[RECORDS FOR THIS TASK]
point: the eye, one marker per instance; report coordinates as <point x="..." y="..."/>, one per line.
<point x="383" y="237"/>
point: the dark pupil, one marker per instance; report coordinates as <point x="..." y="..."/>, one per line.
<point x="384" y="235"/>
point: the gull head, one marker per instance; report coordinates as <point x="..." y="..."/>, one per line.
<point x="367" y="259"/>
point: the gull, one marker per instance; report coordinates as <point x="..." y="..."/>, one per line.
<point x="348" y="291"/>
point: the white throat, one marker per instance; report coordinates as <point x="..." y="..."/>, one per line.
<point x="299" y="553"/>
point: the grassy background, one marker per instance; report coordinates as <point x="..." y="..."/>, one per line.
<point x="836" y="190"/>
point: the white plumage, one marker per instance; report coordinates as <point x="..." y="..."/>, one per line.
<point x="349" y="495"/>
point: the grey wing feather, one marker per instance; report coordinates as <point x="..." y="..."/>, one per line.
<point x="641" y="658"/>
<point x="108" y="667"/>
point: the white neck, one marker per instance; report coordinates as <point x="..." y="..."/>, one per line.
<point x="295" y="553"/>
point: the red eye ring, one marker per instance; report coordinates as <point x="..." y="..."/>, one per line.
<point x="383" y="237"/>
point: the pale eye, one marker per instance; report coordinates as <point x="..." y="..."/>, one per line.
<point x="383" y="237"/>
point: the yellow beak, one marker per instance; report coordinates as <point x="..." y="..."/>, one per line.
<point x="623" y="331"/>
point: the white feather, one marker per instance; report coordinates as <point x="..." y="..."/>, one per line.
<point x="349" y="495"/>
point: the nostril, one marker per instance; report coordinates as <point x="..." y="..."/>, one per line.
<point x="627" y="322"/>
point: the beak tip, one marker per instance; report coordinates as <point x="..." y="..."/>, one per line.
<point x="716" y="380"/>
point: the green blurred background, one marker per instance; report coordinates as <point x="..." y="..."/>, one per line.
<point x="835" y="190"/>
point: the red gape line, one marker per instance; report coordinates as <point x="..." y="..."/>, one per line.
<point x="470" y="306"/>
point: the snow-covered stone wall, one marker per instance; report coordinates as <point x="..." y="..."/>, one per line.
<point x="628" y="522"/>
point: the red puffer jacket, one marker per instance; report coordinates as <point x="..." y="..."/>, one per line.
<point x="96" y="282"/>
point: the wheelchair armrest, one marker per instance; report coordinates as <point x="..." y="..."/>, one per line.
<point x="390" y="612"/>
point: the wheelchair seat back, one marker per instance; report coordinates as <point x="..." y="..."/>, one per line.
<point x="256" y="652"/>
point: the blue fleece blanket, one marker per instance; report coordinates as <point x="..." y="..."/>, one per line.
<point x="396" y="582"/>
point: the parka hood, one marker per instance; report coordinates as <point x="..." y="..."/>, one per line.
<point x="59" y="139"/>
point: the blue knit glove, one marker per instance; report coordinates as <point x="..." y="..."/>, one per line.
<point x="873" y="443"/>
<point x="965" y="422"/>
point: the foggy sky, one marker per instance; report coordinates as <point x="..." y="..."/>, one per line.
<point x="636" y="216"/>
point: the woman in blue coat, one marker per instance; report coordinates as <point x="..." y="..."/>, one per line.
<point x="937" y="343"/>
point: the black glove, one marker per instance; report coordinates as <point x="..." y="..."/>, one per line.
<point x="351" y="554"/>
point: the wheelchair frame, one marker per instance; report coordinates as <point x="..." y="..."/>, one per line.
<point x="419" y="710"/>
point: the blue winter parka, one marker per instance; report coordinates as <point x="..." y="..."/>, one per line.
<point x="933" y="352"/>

[WHAT YOU WILL DO] Each record above should be repeated exactly as it appears.

[FINISHED ANSWER]
point: the eye, one marker per instance; report coordinates as <point x="..." y="..."/>, one per line.
<point x="383" y="237"/>
point: the dark pupil, one marker per instance; report coordinates as <point x="..." y="..."/>, one per line.
<point x="384" y="235"/>
point: the gull head, one marker per instance; report coordinates as <point x="..." y="..."/>, one per line.
<point x="367" y="259"/>
point: the gull, one marker per instance; report coordinates as <point x="..." y="..."/>, one per line.
<point x="348" y="291"/>
point: the white throat, one marker per instance; report coordinates as <point x="..." y="..."/>, one per line.
<point x="299" y="553"/>
point: the grassy background, one marker per instance; report coordinates as <point x="..." y="..."/>, one per line.
<point x="836" y="190"/>
point: the white plumage, one marker per instance; report coordinates as <point x="..." y="..."/>, one per line.
<point x="349" y="495"/>
point: the grey wing feather, one marker per instance; report coordinates as <point x="..." y="..."/>, one per line.
<point x="641" y="658"/>
<point x="108" y="667"/>
point: the white neck, one marker per instance; report coordinates as <point x="..." y="..."/>, one per line.
<point x="295" y="553"/>
point: the red eye ring, one marker per instance; report coordinates as <point x="..." y="..."/>, one per line.
<point x="383" y="237"/>
point: the pale eye, one marker per instance; report coordinates as <point x="..." y="..."/>, one per line.
<point x="383" y="237"/>
point: the yellow beak, one marker per instance; report coordinates as <point x="..." y="..."/>, one per line.
<point x="623" y="331"/>
point: the white feather, one marker per instance; report coordinates as <point x="..." y="..."/>, one per line.
<point x="349" y="495"/>
point: the nostril, one marker per instance; report coordinates as <point x="..." y="..."/>, one per line.
<point x="627" y="322"/>
point: the beak tip, one marker per instance; report coordinates as <point x="..." y="..."/>, one per line.
<point x="716" y="380"/>
point: the green blurred background, one marker per instance; report coordinates as <point x="..." y="..."/>, one per line.
<point x="835" y="190"/>
point: the red gape line, one marker per instance; report coordinates as <point x="..." y="..."/>, one per line.
<point x="470" y="306"/>
point: the snow-covered stone wall, one marker per instance; report coordinates as <point x="..." y="..."/>, one per line.
<point x="628" y="522"/>
point: the red puffer jacket, one marker per instance; report coordinates as <point x="..." y="..."/>, one per line.
<point x="96" y="282"/>
point: the wheelchair armrest, one marker per instance; report coordinates as <point x="..." y="..."/>, one per line.
<point x="390" y="612"/>
point: the wheelchair seat back, one marker per instance; report coordinates as <point x="..." y="..."/>, one per line.
<point x="256" y="652"/>
point: the blue fleece blanket, one marker per instance; report coordinates as <point x="..." y="..."/>, one per line.
<point x="396" y="582"/>
point: the parka hood, one marker per instance; report coordinates as <point x="..." y="..."/>, one per line.
<point x="59" y="139"/>
point: the blue knit glove, one marker per instance; report coordinates as <point x="..." y="..."/>, one per line.
<point x="873" y="443"/>
<point x="965" y="422"/>
point: the foggy sky, one marker per instance; report coordinates as <point x="..." y="..."/>, one per line.
<point x="636" y="216"/>
point: the woman in blue coat, one marker per instance; report coordinates as <point x="..." y="..."/>, one per line.
<point x="937" y="343"/>
point: the black glove, one marker per instance; report coordinates as <point x="..." y="..."/>, one per line.
<point x="351" y="554"/>
point: the wheelchair frame, one marker per instance; report coordinates as <point x="..." y="..."/>, one per line.
<point x="419" y="710"/>
point: the blue winter parka, one marker per instance; report coordinates as <point x="..." y="..."/>, one per line.
<point x="933" y="352"/>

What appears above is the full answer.